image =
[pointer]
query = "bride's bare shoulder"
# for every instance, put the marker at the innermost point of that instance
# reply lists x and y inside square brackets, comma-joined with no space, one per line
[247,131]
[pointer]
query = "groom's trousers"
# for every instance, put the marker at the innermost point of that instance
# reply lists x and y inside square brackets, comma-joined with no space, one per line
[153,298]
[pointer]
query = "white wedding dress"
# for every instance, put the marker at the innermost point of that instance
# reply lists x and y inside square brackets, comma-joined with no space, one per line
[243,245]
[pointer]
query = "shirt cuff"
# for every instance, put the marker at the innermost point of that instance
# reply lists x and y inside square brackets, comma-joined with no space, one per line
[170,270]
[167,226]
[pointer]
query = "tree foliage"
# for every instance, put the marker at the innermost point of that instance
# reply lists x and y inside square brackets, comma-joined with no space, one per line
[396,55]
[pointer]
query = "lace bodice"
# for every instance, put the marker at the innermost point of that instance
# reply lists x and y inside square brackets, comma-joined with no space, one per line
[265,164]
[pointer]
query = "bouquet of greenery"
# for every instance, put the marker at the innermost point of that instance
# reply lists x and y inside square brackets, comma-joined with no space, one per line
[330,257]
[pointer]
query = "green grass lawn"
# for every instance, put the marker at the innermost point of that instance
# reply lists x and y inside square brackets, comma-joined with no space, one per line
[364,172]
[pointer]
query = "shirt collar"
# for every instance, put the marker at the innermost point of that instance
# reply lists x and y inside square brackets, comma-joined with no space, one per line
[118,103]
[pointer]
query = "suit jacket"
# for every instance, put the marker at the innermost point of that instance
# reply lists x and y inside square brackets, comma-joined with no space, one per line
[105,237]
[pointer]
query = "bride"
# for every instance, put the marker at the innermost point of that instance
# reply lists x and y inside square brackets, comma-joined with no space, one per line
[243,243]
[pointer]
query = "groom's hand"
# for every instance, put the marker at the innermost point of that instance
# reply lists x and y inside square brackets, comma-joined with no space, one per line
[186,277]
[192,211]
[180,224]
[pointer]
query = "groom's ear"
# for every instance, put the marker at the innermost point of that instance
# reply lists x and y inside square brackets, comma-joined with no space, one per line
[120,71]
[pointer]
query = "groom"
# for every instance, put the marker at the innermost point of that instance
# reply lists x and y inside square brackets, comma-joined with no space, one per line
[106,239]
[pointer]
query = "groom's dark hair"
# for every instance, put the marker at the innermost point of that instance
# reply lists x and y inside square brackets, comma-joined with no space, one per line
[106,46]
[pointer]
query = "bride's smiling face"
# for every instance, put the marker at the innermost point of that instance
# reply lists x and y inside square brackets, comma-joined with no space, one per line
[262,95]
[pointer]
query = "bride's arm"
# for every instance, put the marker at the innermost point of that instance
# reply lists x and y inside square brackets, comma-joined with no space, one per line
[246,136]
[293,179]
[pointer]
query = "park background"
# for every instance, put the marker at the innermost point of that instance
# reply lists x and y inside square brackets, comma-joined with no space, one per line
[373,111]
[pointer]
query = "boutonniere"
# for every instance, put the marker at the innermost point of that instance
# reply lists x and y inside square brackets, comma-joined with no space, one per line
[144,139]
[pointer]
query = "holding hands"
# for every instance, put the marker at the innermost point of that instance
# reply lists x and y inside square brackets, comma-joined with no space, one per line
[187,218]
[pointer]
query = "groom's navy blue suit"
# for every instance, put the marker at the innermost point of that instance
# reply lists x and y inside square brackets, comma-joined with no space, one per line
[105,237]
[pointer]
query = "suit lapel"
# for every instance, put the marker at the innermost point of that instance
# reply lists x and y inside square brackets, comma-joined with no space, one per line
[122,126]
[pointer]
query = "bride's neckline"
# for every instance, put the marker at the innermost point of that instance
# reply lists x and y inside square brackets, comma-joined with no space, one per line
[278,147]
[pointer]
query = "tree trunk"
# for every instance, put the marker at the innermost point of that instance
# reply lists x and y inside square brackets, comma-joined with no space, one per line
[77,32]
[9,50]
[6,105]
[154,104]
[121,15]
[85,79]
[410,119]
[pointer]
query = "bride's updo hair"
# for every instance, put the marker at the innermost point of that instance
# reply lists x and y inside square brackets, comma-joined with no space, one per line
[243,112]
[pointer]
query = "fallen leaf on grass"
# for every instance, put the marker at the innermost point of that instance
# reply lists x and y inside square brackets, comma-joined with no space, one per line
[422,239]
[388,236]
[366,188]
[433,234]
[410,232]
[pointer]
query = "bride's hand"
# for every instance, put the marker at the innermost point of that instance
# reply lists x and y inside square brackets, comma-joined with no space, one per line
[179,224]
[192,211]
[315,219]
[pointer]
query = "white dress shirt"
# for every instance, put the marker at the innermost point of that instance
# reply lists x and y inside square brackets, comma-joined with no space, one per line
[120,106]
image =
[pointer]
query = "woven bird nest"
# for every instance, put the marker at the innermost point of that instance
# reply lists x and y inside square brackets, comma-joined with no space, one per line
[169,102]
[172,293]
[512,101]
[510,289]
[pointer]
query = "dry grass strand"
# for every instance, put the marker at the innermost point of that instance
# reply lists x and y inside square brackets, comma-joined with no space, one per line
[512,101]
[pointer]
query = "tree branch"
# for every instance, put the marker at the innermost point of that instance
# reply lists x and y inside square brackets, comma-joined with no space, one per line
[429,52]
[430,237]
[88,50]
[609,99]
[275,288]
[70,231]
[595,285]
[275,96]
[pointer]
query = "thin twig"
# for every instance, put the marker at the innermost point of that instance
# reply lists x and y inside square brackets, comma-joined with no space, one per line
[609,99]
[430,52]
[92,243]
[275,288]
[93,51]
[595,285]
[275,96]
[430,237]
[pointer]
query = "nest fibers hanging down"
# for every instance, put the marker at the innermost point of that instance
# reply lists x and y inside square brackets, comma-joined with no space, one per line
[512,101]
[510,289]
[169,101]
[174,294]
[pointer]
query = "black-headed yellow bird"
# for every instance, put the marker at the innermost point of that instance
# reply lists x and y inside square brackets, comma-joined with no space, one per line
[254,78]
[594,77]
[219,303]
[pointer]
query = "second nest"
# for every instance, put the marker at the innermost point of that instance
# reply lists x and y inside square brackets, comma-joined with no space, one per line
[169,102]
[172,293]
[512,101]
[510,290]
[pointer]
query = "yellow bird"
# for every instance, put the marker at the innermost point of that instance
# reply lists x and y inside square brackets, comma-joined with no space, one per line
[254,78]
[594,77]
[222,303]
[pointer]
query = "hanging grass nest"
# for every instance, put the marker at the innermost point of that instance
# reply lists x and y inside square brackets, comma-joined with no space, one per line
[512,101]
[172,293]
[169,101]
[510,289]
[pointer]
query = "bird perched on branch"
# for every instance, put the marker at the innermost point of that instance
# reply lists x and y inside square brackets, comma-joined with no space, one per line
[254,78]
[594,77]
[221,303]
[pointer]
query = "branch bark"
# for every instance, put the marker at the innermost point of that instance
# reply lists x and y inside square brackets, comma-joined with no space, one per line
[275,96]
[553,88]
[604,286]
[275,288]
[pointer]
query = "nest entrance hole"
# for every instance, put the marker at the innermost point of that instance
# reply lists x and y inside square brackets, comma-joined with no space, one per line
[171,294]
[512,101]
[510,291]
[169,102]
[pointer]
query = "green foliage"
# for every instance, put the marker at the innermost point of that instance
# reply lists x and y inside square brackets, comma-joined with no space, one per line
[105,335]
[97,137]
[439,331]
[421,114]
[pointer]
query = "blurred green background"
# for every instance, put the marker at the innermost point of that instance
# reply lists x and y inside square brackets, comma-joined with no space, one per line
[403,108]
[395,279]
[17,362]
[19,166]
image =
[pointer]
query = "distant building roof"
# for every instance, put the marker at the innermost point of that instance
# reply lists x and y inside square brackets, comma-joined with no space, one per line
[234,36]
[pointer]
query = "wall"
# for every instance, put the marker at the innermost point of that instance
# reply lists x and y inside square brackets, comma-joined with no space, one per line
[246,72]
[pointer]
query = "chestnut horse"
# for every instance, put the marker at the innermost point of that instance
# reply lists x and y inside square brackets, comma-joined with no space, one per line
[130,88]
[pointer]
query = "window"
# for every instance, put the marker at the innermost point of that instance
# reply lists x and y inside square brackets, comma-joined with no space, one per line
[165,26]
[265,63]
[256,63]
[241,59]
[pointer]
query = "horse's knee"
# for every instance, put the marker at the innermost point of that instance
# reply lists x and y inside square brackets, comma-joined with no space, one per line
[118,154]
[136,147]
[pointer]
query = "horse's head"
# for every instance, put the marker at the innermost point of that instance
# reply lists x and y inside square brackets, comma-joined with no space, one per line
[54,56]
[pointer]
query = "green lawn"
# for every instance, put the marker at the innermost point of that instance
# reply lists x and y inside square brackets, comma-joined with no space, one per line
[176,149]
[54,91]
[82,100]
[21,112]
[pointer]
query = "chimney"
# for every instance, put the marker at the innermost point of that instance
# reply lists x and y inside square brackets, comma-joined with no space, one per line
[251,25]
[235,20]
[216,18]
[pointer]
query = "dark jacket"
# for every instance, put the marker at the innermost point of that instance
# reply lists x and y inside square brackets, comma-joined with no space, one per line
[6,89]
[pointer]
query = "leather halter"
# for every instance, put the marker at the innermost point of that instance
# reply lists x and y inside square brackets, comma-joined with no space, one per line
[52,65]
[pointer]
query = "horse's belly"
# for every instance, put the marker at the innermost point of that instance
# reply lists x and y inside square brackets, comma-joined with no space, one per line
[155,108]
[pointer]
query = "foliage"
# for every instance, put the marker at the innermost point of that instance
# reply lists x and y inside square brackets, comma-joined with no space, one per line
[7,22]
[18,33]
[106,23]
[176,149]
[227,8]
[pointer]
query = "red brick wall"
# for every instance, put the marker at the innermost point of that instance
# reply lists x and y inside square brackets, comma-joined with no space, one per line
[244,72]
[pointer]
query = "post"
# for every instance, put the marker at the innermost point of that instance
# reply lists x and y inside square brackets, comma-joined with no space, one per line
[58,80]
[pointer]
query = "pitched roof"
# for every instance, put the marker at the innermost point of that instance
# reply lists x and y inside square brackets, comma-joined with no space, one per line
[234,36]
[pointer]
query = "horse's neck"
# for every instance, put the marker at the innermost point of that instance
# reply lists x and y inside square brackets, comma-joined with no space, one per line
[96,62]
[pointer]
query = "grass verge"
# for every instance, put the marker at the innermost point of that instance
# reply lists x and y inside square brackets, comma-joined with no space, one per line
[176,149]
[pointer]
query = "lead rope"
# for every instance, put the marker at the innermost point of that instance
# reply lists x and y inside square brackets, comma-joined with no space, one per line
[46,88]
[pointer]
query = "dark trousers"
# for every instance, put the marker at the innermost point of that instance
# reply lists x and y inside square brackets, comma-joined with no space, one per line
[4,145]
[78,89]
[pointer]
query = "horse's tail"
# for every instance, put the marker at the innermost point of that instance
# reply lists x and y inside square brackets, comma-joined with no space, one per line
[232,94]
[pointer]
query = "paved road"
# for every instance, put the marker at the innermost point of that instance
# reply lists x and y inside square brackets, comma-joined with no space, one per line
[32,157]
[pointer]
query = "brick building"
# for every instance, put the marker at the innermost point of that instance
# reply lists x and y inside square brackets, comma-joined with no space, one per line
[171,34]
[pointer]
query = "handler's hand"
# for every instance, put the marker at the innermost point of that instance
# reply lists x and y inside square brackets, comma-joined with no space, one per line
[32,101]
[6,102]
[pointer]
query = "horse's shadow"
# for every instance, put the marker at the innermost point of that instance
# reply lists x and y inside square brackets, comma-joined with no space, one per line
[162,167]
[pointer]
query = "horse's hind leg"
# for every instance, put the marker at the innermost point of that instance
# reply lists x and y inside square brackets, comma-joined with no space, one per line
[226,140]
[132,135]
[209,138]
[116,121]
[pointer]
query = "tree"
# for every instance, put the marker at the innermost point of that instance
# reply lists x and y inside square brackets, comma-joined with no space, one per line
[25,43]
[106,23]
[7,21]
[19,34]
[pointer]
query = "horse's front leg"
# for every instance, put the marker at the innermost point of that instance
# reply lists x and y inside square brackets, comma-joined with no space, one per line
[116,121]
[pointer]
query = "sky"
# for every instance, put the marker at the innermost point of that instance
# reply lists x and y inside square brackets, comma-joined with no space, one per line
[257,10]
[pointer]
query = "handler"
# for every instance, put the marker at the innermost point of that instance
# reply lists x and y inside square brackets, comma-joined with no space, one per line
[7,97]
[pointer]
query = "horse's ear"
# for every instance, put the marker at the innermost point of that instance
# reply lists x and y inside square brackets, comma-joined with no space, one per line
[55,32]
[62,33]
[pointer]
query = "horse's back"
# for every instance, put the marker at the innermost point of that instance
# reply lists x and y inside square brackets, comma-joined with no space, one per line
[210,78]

● **STATED PROBLEM**
Please pull out each line of the data above that contains the string "brick", matching case exactly.

● **WRITTEN ANSWER**
query = "red brick wall"
query = "brick building"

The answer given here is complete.